From: Liam Quinn <liam@htmlhelp.com>
Date: Thu, 09 Apr 1998 19:26:31 -0400
Message-Id: <3.0.5.32.19980409192631.0097e320@undergrad.math.uwaterloo.ca>
To: w3c-wai-gl@w3.org
At 05:23 PM 09/04/98 -0500, Wendy A Chisholm wrote:
>We have tried to synthesize all of the comments and discussion about how to
>author alt-text for use in the Page Authoring guidelines.  Please read
>http://trace.ie.wisc.edu/kaboodle/html/tests/alt.htm

LQ::

For "Images and Image maps" (section 2.1--the first one), the first
paragraph is great, but the examples in that section don't agree with the
advice.  ALT="XYZ Logo" does not represent the function of the image; it
represents a description of the image.  ALT text representative of the
function of the image might be "XYZ" or "Welcome to XYZ", depending on the
context.

Section 2.1.1 recommends using ALT for APPLET and INPUT.  I don't think ALT
should be used with APPLET since alternate content can be given more
effectively as the content of the APPLET element, allowing full markup
whereas ALT text is limited to plain text.  With INPUT, it should be
clarified that the ALT attribute is only necessary for <INPUT TYPE=image>.

· · · ·

# Instructions for the task
Summarize the message in two sentences. The listing after this message is not needed for anything here.

# Collected material
· · · ·

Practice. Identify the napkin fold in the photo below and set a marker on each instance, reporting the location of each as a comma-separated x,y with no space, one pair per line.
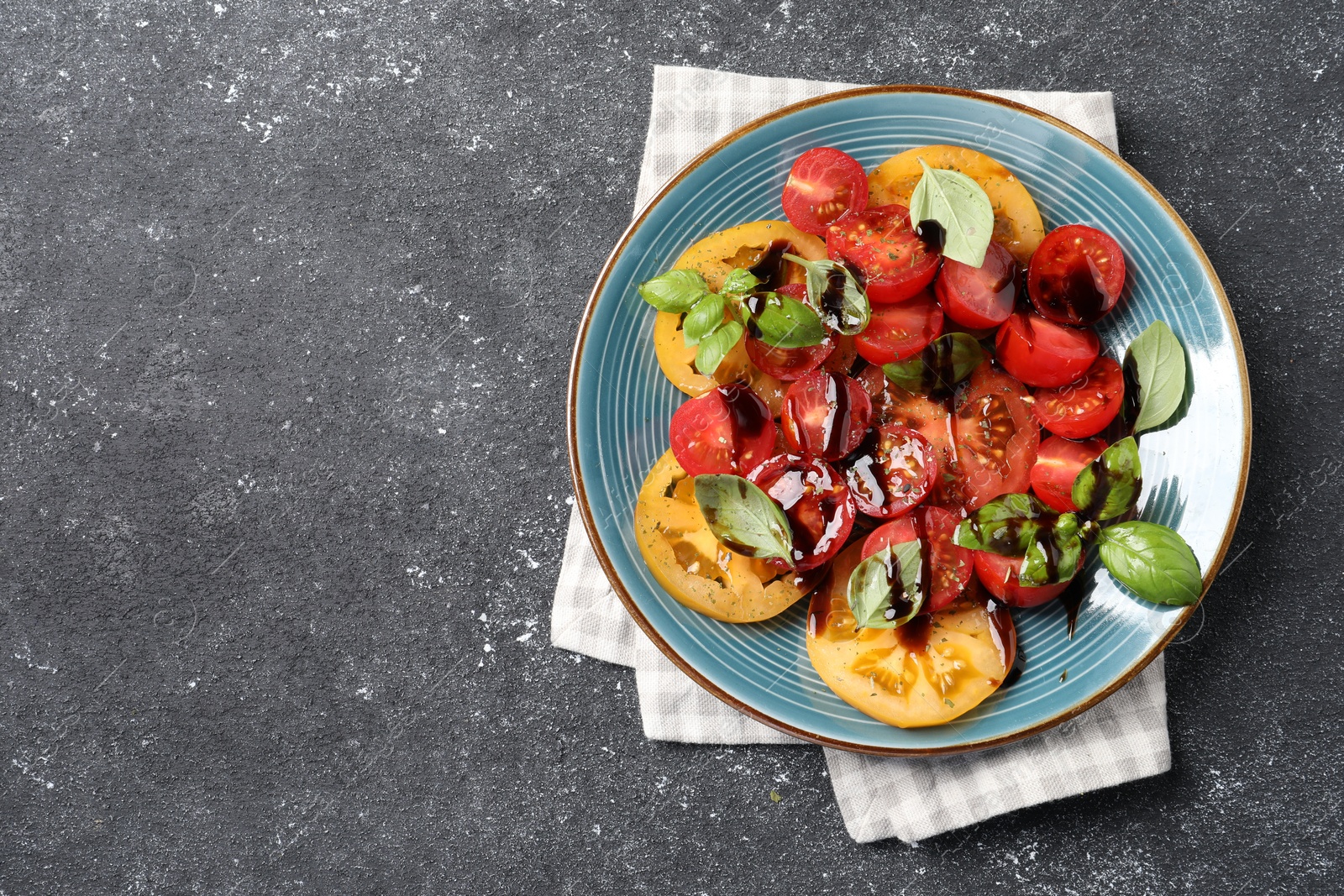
1121,739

· · · ·

# Completed task
Responding to a request to read the draft advice on writing alt-text for the Page Authoring guidelines, the message says the examples in section 2.1 don't agree with its first paragraph, since ALT="XYZ Logo" describes the image rather than its function, which "XYZ" or "Welcome to XYZ" might represent depending on context. It also argues that ALT should not be used with APPLET, because alternate content placed inside the APPLET element allows full markup, and that for INPUT the ALT attribute is only necessary with TYPE=image.